▶ [TASK BRIEF]
Transcribe the whole listing below. Pictures do not go in the copy.

▶ [AVAILABLE DATA]
-=-=-=-=-
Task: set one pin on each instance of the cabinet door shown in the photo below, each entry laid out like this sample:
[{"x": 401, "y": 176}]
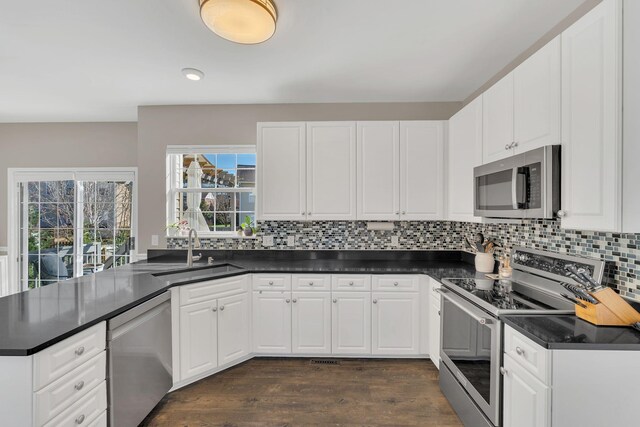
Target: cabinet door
[
  {"x": 434, "y": 332},
  {"x": 591, "y": 146},
  {"x": 537, "y": 99},
  {"x": 378, "y": 177},
  {"x": 526, "y": 400},
  {"x": 497, "y": 120},
  {"x": 421, "y": 170},
  {"x": 463, "y": 154},
  {"x": 311, "y": 322},
  {"x": 233, "y": 328},
  {"x": 271, "y": 322},
  {"x": 351, "y": 323},
  {"x": 281, "y": 171},
  {"x": 198, "y": 338},
  {"x": 331, "y": 170},
  {"x": 395, "y": 322}
]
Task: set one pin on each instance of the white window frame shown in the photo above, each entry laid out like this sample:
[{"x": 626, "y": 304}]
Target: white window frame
[
  {"x": 174, "y": 180},
  {"x": 19, "y": 175}
]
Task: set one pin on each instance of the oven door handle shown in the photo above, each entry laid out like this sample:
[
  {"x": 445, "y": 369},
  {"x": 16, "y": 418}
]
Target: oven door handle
[{"x": 462, "y": 306}]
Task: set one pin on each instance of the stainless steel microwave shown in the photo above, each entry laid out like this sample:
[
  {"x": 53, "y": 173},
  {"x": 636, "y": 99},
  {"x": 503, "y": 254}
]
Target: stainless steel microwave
[{"x": 525, "y": 185}]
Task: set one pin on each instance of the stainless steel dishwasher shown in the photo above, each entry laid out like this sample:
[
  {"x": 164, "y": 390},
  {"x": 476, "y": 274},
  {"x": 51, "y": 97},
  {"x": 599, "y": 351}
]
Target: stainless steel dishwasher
[{"x": 139, "y": 351}]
-=-=-=-=-
▶ [EXERCISE OUTPUT]
Task: set one pin on each instance of the cabinet door shown in the photo below, each entry laid out like this sample:
[{"x": 401, "y": 176}]
Target: cabinet door
[
  {"x": 434, "y": 332},
  {"x": 591, "y": 146},
  {"x": 537, "y": 99},
  {"x": 378, "y": 177},
  {"x": 526, "y": 400},
  {"x": 497, "y": 120},
  {"x": 421, "y": 170},
  {"x": 463, "y": 154},
  {"x": 311, "y": 322},
  {"x": 233, "y": 328},
  {"x": 271, "y": 322},
  {"x": 351, "y": 323},
  {"x": 281, "y": 171},
  {"x": 198, "y": 338},
  {"x": 331, "y": 170},
  {"x": 395, "y": 322}
]
Task: set one pin on each instance of the white window frame shown in the photo above, each entry laid out like this sample:
[{"x": 626, "y": 304}]
Target: white window frame
[
  {"x": 174, "y": 180},
  {"x": 19, "y": 175}
]
Task: set one pin on each instance of the oven door handle shown in the photo above, each entry laid out like this sample:
[
  {"x": 445, "y": 369},
  {"x": 16, "y": 418}
]
Target: oven door handle
[{"x": 462, "y": 306}]
Task: set one pin on each instance of the stainless steel microwave shown in the photo above, each entry laid out like this sample:
[
  {"x": 53, "y": 173},
  {"x": 636, "y": 99},
  {"x": 503, "y": 254}
]
Target: stainless steel microwave
[{"x": 525, "y": 185}]
Task: set one pin on each instance of the stainless steel dishwasher shown in the photo above, each entry laid out like this sample:
[
  {"x": 164, "y": 390},
  {"x": 476, "y": 274},
  {"x": 51, "y": 97},
  {"x": 599, "y": 351}
]
Target: stainless steel dishwasher
[{"x": 139, "y": 351}]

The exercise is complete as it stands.